--- Texte fourni ---
-------

Skip to main content

Communiqués de presse Organes conventionnels

Le Comité contre la torture entame l'examen du rapport de la Fédération de Russie

09 novembre 2012

Comité contre la torture

9 novembre 2012

Le Comité contre la torture a entamé, ce matin, l'examen du rapport de la Fédération de Russie sur la mise en œuvre des dispositions de la Convention contre la torture et autres peines ou traitements cruels, inhumains ou dégradants.

M. Georgy Matyushkin, Vice-Ministre de la justice de la Fédération de Russie, a souligné que la Convention prime sur le droit interne et a précisé que toutes les autorités de l'État et des municipalités ont l'obligation d'appliquer les dispositions de la Convention, sans limitation aucune.  La torture et autres actes prohibés par la Convention sont poursuivis en vertu du Code pénal, quels que soient le statut et la position officielle de l'auteur présumé.  Par ailleurs, un système d'inspection des lieux de détention a été mis sur pied en 2008 par des comités de contrôle public qui conduisent chaque année plus de 1500 visites.  Les autorités russes ont poursuivi leur politique visant à réduire le nombre de personnes détenues dans les centres de détention avant jugement, ainsi que le nombre de personnes purgeant une peine.  En 2011, le nombre d'ordres de détention émanant des tribunaux avait baissé de 25% par rapport à 2009 et de près de 40% par rapport à 2007. 

La délégation russe était composée d'autres représentants du Ministère de la justice, ainsi que du Ministère des affaires étrangères, du Ministère de l'intérieur, du Ministère de la défense, du Service pénitentiaire fédéral, du Service fédéral des migrations et du bureau du Procureur général.

-------

(Entrées de pointage et d'étiquetage)

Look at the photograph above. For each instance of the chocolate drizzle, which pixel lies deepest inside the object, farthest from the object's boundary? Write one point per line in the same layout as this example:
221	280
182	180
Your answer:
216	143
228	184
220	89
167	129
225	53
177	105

-------

--- Consigne A ---
D'après le communiqué, à quoi vise la politique que les autorités russes ont poursuivie en matière de détention ? Répondez en une à trois phrases.
--- Consigne B ---
Prolongez le communiqué sur l'examen du rapport de la Fédération de Russie à la suite de sa dernière phrase.
Les enregistrements constituent un matériau à part, distinct du communiqué.

--- Réponse A ---
Cette politique vise à réduire le nombre de personnes détenues dans les centres de détention avant jugement. Elle cherche aussi à diminuer le nombre de personnes purgeant une peine.

--- Réponse B ---
La rapporteuse du Comité pour l'examen du rapport de la Fédération de Russie, Mme Felice Gaer, s'est inquiétée de la règle par laquelle un détenu ne peut contacter un membre de sa famille que par le truchement d'un agent de police, ainsi que de la procédure qui exige qu'un avocat obtienne une autorisation écrite du juge instructeur pour s'entretenir avec son client en garde à vue ou en détention provisoire.  Elle s'est par ailleurs enquise du sort de M. Alexei Sokolov; des suites de l'affaire Sergei Magnitsky; ou encore de l'état d'avancement de l'enquête dans l'affaire Politkovskaya.  Elle a également demandé si des enquêtes ont été menées sur les décès de Roms dans les commissariats de police, sur le passage à tabac de Tadjiks, sur les harcèlements contre les lesbiennes, gays, bisexuels et transgenres et sur les mauvais traitements contre les personnes ayant participé aux manifestations du 6 mai 2012.

Le corapporteur, M. Alessio Bruni, s'est notamment inquiété d'informations sur des lieux de détention provisoires secrets utilisés avant l'enregistrement d'une personne arrêtée dans un lieu de détention officiel.  Il s'est en outre inquiété du nombre important de détentions en isolement, ainsi que du nombre de suicides en détention et de l'augmentation constante du nombre de plaintes déposées pour torture et mauvais traitements en garde à vue.  D'autres membres du Comité se sont inquiétés que la torture ne semble pas incriminée en tant qu'infraction autonome dans le droit pénal russe.  Un expert a constaté un phénomène de disparitions forcées dans le Nord Caucase et en République de Tchétchénie.  Un autre a relevé que la définition du crime de trahison comprend désormais le fait de porter assistance à un État étranger ou à une organisation internationale dans le but de porter atteinte à l'État et s'est inquiété que cette disposition puisse servir à punir des personnes ayant fourni des informations au Comité.  Des préoccupations ont également été exprimées s'agissant de la situation dans les hôpitaux psychiatriques ou encore de la stérilisation forcée des transsexuels.

Le Comité entendra lundi après-midi, à 15 heures, les réponses de la délégation russe aux questions des experts.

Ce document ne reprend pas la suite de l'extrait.